## Work to be completed
Copy the data verbatim, from the line containing "Target: railway rail" through the end of the data, inclusive.

## Dataset rows
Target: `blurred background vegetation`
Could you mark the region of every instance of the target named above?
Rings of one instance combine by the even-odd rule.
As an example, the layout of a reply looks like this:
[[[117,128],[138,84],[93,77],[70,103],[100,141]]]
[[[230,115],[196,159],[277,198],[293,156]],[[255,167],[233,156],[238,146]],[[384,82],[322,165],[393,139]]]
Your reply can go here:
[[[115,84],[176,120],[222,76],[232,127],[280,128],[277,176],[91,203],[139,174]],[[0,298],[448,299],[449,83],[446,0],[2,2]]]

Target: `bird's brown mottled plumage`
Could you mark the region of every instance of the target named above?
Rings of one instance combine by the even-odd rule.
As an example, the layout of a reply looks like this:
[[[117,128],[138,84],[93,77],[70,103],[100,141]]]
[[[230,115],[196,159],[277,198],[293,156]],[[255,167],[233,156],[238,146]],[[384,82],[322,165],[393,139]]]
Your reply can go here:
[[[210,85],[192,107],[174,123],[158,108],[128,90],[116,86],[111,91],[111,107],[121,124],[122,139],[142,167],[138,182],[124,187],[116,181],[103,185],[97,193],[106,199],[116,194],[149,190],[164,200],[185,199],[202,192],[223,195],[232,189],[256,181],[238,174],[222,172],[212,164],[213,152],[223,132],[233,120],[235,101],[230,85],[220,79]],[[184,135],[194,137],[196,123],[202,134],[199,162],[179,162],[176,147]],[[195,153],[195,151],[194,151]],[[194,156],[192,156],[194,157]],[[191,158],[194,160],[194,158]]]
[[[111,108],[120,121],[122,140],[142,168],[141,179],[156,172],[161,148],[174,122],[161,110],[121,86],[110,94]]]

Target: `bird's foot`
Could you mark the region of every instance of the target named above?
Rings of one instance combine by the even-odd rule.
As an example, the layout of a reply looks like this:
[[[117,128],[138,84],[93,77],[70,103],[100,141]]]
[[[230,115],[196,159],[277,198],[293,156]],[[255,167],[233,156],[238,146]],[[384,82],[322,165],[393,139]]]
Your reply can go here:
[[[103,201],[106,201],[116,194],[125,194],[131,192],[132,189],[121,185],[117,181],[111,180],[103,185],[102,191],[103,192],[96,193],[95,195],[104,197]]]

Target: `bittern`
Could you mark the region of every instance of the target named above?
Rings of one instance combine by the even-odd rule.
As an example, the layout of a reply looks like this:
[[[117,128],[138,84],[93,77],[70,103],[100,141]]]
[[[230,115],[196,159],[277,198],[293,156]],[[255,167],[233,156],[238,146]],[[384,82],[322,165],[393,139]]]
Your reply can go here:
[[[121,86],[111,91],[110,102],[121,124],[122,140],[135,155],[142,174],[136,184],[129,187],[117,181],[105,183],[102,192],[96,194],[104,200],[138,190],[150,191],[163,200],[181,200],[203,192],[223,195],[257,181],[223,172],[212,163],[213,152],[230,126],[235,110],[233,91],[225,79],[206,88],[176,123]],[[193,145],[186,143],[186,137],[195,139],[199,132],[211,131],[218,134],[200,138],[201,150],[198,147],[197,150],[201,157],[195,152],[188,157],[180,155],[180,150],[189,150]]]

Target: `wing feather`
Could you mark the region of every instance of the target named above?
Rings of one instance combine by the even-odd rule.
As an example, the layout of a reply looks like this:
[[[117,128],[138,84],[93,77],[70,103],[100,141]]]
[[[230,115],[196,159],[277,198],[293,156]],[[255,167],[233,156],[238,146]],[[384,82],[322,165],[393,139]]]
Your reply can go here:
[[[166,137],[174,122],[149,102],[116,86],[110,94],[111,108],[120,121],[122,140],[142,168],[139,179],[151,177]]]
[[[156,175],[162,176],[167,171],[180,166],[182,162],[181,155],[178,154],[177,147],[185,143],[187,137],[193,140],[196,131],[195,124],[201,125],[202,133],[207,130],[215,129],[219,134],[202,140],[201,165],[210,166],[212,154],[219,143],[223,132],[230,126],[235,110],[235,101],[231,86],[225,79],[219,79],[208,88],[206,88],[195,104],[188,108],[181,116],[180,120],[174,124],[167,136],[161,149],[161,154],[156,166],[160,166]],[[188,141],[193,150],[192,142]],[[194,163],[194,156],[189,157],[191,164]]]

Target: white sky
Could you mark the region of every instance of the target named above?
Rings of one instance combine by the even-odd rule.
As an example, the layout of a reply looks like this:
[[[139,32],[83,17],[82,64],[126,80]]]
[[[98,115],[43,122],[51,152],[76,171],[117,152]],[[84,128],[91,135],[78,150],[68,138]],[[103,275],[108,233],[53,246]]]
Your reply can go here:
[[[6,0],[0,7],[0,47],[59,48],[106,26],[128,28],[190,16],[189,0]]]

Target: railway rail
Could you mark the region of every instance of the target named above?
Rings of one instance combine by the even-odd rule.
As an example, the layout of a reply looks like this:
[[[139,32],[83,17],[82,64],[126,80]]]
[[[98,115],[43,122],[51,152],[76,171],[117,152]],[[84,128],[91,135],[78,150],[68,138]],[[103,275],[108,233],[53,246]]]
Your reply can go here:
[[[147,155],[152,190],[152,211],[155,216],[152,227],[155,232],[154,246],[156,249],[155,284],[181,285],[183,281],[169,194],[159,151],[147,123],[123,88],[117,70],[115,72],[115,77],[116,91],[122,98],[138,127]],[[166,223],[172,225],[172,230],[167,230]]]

## Exercise output
Target: railway rail
Could you mark the region of every instance of the target named above?
Rings of one instance combine by the even-odd rule.
As an example, the layout of a reply looks like this:
[[[139,32],[83,17],[82,64],[126,80]]]
[[[98,115],[43,122],[51,152],[76,171],[117,152]],[[84,128],[91,135],[78,150],[68,138]],[[103,275],[108,233],[53,246]]]
Your reply can go here:
[[[147,155],[152,190],[152,211],[155,216],[152,227],[155,232],[154,246],[156,249],[155,284],[181,285],[183,281],[169,194],[159,151],[147,123],[123,88],[117,70],[115,72],[115,77],[116,91],[122,98],[138,127]],[[166,223],[172,225],[172,230],[167,230]]]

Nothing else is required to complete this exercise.